>> begin

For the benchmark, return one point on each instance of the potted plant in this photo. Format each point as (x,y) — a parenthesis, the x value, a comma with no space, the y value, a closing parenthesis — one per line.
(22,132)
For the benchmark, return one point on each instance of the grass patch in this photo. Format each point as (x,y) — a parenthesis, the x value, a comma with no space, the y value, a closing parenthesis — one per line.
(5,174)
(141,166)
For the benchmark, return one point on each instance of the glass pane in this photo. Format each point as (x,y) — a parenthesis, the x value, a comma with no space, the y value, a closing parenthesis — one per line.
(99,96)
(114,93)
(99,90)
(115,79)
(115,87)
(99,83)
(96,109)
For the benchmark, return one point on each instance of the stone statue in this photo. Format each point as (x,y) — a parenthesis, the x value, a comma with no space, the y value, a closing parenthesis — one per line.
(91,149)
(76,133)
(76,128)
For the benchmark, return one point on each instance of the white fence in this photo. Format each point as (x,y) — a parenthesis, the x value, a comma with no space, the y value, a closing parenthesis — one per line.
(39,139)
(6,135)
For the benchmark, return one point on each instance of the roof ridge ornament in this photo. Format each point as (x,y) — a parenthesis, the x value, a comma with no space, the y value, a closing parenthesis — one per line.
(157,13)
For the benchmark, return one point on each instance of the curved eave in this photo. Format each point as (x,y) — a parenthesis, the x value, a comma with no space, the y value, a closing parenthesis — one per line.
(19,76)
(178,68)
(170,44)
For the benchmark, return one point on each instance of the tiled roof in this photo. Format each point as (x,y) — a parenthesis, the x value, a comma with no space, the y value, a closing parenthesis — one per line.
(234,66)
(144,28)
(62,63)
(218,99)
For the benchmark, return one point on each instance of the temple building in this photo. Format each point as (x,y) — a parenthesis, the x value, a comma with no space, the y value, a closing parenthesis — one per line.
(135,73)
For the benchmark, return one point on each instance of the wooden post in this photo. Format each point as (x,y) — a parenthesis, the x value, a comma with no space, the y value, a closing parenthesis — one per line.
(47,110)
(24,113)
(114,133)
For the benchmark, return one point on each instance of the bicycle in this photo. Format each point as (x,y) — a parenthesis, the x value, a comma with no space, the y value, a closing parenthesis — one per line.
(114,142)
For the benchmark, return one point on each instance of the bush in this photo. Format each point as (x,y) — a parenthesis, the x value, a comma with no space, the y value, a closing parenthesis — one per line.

>> end

Render all of the items above as a JSON list of strings, one string per line, leaving out any blank lines.

§ FINISHED TASK:
[
  "For the benchmark, return one point on each instance of the potted plant in this photo. Format each point as (x,y) — a parenthesis, the x value, a comma with no space, the y value, a closing parenthesis — one per line.",
  "(22,132)",
  "For the benchmark, return one point on each instance of the grass patch in this photo. Format each point as (x,y) — a parenthesis, the x value, a comma with no space, the y value, a closing parenthesis — one per line.",
  "(5,174)",
  "(141,166)",
  "For the benchmark, return one point on each instance of the glass pane in this photo. Format each point as (x,y) — a parenthesis, the x value, a comma with no space, the y value, a closing parenthesis — one per line.",
  "(99,96)",
  "(114,93)",
  "(99,90)",
  "(115,79)",
  "(115,87)",
  "(99,83)",
  "(96,109)",
  "For the benchmark, return one point on each instance of the stone statue in this photo. Format each point as (x,y) — a parenthesis, the x value, a comma with no space, the y value, a closing parenthesis — one per line.",
  "(91,149)",
  "(76,133)",
  "(76,128)",
  "For the benchmark, return one point on each instance of the white fence in this photo. Format each point as (x,y) — a parenthesis, the x value, a comma with no space, the y value, a closing parenthesis — one per line.",
  "(39,139)",
  "(6,135)",
  "For the benchmark, return one point on each instance of the roof ridge ornament in this photo. Format each point as (x,y) — a parenthesis, the x value, a comma with no space, the y value, a closing parenthesis — one per line.",
  "(157,13)",
  "For the benchmark, return one point on each instance of the curved eave in this photo. Format each point as (x,y) — a parenthesis, the x value, a comma with no space, the y value, a closing parenthesis — one per line.",
  "(19,76)",
  "(178,68)",
  "(170,44)",
  "For the benchmark, return one point on each instance of the tiled roof in this photo. Format each point as (x,y) — a parenthesis, the x value, a comma with no space, the y value, a closing parenthesis — one per line.",
  "(234,66)",
  "(144,28)",
  "(62,63)",
  "(218,99)",
  "For the benchmark, return one point on each instance of the temple building in this photo. Format each point as (x,y) — a parenthesis, the x value, a comma with no space, the y value, a closing parenthesis — one per line.",
  "(135,73)",
  "For the benchmark, return one point on each instance of the wooden post in this photo. Format each point as (x,y) — a parenthesis, the x value, a comma with no space, the y value, a closing parenthesis — one per line.",
  "(47,110)",
  "(24,113)",
  "(114,133)",
  "For the benchmark, return one point on each instance of the bicycle in this photo. Format each point as (x,y) — a parenthesis, the x value, a comma with no space, the y value, a closing parenthesis — one per line.",
  "(114,142)",
  "For the benchmark, return one point on each instance of the bush in this photo. Format each point as (x,y) — a parenthesis, the x value, a comma with no space, the y value, a closing parenthesis — one per line."
]